■ TASK INSTRUCTIONS ■
Reproduce every record below, character by character.

Natural-language object grounding data:
◇ ◇ ◇
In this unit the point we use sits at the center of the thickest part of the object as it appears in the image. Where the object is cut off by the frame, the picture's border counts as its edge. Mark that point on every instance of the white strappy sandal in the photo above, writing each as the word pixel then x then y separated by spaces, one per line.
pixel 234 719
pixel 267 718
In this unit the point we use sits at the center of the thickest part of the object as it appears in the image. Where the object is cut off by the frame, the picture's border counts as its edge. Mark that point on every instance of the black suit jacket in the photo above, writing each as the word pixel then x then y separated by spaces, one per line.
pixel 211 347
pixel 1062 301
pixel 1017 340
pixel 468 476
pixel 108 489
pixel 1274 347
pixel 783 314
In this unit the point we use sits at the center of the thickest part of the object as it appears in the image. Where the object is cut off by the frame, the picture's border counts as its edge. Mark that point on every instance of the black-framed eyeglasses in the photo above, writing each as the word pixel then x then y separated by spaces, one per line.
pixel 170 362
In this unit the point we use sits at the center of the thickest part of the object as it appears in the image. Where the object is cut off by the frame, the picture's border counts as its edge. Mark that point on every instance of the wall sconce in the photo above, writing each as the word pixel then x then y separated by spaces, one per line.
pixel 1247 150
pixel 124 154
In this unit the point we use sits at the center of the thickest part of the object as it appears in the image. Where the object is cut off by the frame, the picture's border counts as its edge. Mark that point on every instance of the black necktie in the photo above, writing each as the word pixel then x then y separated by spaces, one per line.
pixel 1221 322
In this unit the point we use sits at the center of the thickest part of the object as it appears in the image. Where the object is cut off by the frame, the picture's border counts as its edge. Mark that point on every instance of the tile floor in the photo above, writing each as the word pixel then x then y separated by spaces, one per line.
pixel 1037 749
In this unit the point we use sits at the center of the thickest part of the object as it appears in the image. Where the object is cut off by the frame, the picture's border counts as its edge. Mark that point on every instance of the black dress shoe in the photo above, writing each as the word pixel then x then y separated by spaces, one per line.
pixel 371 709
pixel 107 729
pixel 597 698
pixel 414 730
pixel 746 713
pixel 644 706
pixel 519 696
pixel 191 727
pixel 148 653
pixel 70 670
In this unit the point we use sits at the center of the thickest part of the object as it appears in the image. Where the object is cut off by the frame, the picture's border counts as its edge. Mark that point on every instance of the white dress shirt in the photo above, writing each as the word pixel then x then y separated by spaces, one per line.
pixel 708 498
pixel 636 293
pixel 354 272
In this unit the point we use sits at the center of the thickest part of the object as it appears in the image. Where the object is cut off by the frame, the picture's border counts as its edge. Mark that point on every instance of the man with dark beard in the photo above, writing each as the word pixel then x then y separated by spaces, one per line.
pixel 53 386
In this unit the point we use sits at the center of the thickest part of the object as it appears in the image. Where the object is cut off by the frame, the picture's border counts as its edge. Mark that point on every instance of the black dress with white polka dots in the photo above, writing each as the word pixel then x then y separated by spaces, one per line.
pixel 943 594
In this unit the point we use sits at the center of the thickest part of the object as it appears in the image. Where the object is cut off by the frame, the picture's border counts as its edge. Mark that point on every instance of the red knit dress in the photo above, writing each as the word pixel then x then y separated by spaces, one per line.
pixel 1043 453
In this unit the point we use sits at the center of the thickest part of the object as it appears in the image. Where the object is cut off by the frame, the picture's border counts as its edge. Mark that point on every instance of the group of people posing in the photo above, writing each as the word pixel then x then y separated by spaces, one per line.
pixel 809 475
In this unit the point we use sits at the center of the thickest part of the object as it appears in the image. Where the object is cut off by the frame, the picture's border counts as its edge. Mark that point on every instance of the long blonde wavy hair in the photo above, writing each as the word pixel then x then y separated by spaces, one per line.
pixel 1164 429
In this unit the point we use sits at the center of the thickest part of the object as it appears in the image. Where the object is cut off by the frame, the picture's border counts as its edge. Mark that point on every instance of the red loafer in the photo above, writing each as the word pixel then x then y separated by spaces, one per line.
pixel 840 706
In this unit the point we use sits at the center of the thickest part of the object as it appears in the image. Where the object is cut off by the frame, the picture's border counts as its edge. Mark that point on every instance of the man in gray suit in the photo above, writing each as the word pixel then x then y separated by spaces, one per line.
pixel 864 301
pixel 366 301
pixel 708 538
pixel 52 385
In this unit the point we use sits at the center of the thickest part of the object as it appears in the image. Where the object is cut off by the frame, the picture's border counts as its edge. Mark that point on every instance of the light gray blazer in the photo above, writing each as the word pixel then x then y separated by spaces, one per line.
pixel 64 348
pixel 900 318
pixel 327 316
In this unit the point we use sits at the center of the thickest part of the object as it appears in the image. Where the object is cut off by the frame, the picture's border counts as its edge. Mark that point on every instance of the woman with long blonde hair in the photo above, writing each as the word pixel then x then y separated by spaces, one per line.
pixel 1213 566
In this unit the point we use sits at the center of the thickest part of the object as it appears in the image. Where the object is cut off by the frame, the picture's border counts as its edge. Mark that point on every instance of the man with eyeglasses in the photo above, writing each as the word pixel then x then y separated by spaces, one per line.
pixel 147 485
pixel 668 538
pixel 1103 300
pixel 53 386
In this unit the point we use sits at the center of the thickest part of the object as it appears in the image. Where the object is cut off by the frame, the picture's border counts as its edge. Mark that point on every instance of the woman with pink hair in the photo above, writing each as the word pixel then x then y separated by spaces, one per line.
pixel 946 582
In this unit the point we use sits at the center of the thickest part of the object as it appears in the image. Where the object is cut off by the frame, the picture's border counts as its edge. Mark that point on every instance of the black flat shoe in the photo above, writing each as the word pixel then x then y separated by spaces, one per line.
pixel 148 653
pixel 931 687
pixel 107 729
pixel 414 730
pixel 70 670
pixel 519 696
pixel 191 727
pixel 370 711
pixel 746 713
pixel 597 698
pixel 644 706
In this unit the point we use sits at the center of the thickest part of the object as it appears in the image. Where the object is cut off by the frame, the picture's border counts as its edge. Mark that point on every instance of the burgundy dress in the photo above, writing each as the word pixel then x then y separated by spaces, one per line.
◇ ◇ ◇
■ OUTPUT BELOW ■
In this unit the point we use sits at the center of the thickest part of the object as it appears in the image. Where the object is cut off by the frame, the picture's border counts as its edge. Mark that point on every instance of the white strappy sandal in the photo above, writing each as the word pixel then x then y separated by spaces, one per line.
pixel 234 719
pixel 267 718
In this unit the point we use sits at the center of the thickest part of the object as it appears in the image. Where the object is cut off by the frame, the picture's border counts as its edge. Mark that point on every instance of the black suit jacket in the photo above, writing each as the word pixel then x then y separated by spaces, one per line.
pixel 211 347
pixel 1062 301
pixel 1017 340
pixel 468 476
pixel 108 489
pixel 1274 347
pixel 783 314
In this unit the point we use sits at the center of the thickest part of the object as it appears in the image. Where the object is cut off by the frame, the picture's border counts as its edge. Mark that point on every instance of the black-framed eyeglasses in the photo above, writing each as the word pixel then x then y separated by spaces, one per line.
pixel 170 362
In this unit the point we use sits at the center of the thickest part of the object as it appears in the image. Where the object is cut off by the frame, the picture's border counts as its edge. Mark that point on every instance of the wall sconce in the photo above, writing each as the word pixel then x then y separated by spaces, one per line.
pixel 1247 150
pixel 124 154
In this unit the point we use sits at the center of the thickest part of the object as it appears in the image. Where the object is cut off by the frame, the picture's border counts as its edge. Mark that point on every instance of the black necktie in the photo above, writing each as the word pixel then x then y separated by spaces, one per line.
pixel 1221 322
In this unit the point we use sits at the center of the thickest part of the object as it appears in the image. Where the object is cut off by the frame, the picture's border counts as its edge. Mark that point on every instance of the tile floor in the photo above, writing each as the word pixel then x then y separated by spaces, one per line.
pixel 1037 749
In this unit the point we use sits at the center of the thickest part of the object as it appears in the image. Where the object is cut off by the frame, the picture's border counts as its edge. Mark that point on every instance of the black dress shoe in the photo above, writing each as the word pixel then x then y separated by spaces, one per line.
pixel 371 709
pixel 107 729
pixel 597 698
pixel 414 730
pixel 746 713
pixel 644 706
pixel 519 696
pixel 191 727
pixel 148 653
pixel 70 670
In this unit the point we use sits at the center of the thickest part of the object as it appears in the image. Where the object is cut off by the frame, the picture's border counts as its edge. Mark that point on every instance of the white dress shirt in the photo above, writing each as the word pixel then x then y separated by spaces, one per line.
pixel 708 498
pixel 636 293
pixel 354 272
In this unit the point we use sits at the center of the thickest part of the object as it appears in the image. Where the object is cut off by the frame, the picture's border counts as its edge. Mark that point on every instance of the man with dark beard in the photo above, writing each as the word pixel then x then y separated by spaces, one per line.
pixel 53 386
In this unit the point we use sits at the center of the thickest part of the object as it appears in the image. Where the object is cut off by the frame, the picture's border counts as its edge. Mark that point on every instance of the black dress with white polka dots in the photo above, writing each as the word pixel then x then y separated by spaces, one per line.
pixel 943 594
In this unit the point we use sits at the center of the thickest part of the object as it appears in the image. Where the object is cut off by the frame, the picture's border counts as its edge. Mark that point on every instance of the red knit dress in the photo above, writing each as the word pixel then x then y separated by spaces, one per line.
pixel 1043 453
In this unit the point we use sits at the center of the thickest part of the object as it appears in the image. Where the object is cut off by the frame, the picture's border counts as its edge. Mark that point on every instance of the group of people posing in the photo above, writing each as the word pixel then x then y separated by spaces, one per line.
pixel 809 475
In this unit the point we use sits at the center of the thickest part of the object as it appears in the image. Where the object is cut off by the frame, the picture's border counts as its edge. Mark that point on every instance of the long blonde wavy hair in the photo above, writing each as the word pixel then x then y separated by spaces, one per line.
pixel 1164 429
In this unit the point we use sits at the center of the thickest part of the object as it appears in the image. Where the object is cut off by the frame, the picture's border counts as its edge. Mark that point on every instance of the red loafer in the photo above, writing each as the word pixel then x then y separated by spaces, one per line.
pixel 840 706
In this unit the point we use sits at the center of the thickest part of the object as it appears in the image. Where the object is cut off by the frame, the picture's border counts as its edge. Mark that point on every instance of the man in gray suit in the photo above, writing each as the word pixel then x then y separated by spaces, one per line.
pixel 864 301
pixel 366 301
pixel 708 538
pixel 52 385
In this unit the point we use sits at the center of the thickest part of the object as it appears in the image. Where the object is cut off by the frame, the picture's border counts as its edge. Mark that point on every instance of the light gray blazer in the photo above, writing each as the word pixel then x then y separated by spaces, one per line.
pixel 64 348
pixel 900 318
pixel 327 316
In this unit the point we use sits at the center of the thickest part of the object as it appears in the image. Where the object is cut off by the frame, the picture's border counts as its edge. Mark that point on every instance of the woman with long blonde hair in the photo above, writing each as the word pixel then x then y separated by spaces, one per line.
pixel 1213 566
In this unit the point we use sits at the center of the thickest part of the object as it appears in the image. Where the object is cut off by the frame, the picture's border counts as its edge. Mark that point on every instance of the man with eyeglasses in the photo above, writing each as the word pixel then x then y separated by spaces, one per line.
pixel 147 485
pixel 668 538
pixel 1103 300
pixel 53 386
In this unit the point we use sits at the center of the thickest part of the object as it appears in the image. Where the object is cut off by the frame, the picture's border counts as its edge. Mark that point on every instance of the woman with pink hair in the photo above, writing each as the word pixel then x then y separated by spaces, one per line.
pixel 946 582
In this unit the point we use sits at the center of the thickest part of the object as it appears in the image. Where the object is cut off by the frame, the picture's border counts as its edge. Mark that point on every instance of the black flat shoe in the photo above, writing each as the word pixel then x then y separated by spaces, one per line.
pixel 148 653
pixel 931 687
pixel 107 729
pixel 414 730
pixel 70 670
pixel 519 696
pixel 191 727
pixel 370 711
pixel 746 713
pixel 597 698
pixel 644 706
In this unit the point we use sits at the center of the thickest part of the object as it appears in the image. Where the object is cut off by the frame, the picture's border counts as its edge. Mark that point on every instance of the burgundy dress in the photo above, writing each as the word pixel then x then y separated by spaces, one per line.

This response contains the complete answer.